=== Excerpted records ===
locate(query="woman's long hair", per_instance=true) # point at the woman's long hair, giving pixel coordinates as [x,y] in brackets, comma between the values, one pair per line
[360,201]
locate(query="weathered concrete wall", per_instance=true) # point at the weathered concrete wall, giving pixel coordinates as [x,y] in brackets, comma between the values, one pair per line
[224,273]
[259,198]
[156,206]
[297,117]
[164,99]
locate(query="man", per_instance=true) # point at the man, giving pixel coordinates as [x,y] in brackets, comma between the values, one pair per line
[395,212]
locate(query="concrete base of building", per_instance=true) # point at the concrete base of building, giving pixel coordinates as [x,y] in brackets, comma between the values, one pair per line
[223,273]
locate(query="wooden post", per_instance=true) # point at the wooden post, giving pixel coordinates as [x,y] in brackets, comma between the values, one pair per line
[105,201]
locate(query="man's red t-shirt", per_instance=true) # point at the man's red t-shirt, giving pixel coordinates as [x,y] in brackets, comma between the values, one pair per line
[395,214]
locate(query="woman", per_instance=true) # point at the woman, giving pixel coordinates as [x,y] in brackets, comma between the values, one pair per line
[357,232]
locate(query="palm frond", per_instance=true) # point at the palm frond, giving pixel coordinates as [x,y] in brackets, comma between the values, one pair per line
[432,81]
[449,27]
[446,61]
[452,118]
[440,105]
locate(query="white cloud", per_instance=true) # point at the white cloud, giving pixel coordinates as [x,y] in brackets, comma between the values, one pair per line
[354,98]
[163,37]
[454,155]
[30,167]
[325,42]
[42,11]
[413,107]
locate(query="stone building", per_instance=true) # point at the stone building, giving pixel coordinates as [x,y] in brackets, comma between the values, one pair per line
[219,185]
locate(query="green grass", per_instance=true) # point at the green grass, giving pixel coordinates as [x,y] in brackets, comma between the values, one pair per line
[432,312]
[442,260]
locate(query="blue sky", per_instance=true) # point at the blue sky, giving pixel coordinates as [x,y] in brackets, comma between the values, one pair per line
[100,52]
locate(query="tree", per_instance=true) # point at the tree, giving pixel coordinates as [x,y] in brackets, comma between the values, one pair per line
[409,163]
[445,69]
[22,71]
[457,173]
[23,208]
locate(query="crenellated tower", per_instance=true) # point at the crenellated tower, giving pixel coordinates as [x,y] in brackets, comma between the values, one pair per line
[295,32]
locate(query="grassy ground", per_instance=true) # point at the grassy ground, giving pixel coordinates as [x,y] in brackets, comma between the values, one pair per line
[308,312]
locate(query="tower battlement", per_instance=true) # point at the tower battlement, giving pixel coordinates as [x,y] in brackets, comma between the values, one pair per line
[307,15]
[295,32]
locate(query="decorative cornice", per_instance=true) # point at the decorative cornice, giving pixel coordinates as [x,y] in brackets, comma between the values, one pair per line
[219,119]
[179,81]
===
§ **Request**:
From the "at the crenellated" line to the close of the listing, restate each line word for word.

§ **Exercise solution**:
locate(query="crenellated tower", per_instance=true) # point at the crenellated tower, giving pixel coordinates as [x,y] in brackets, comma between the values, one pair per line
[295,32]
locate(query="grassy ground", per_instance=true) # point at the grassy ground, giving pixel coordinates as [x,y] in brackets, comma between the values, one pair per line
[308,312]
locate(query="tower battlement", per_instance=true) # point at the tower battlement, giving pixel coordinates as [x,y] in brackets, comma between the values, one pair per line
[307,15]
[295,32]
locate(query="decorative cornice", per_instance=true) # point at the decorative cornice, giving pixel coordinates as [x,y] in brackets, comma between the values, one pair per line
[219,119]
[179,81]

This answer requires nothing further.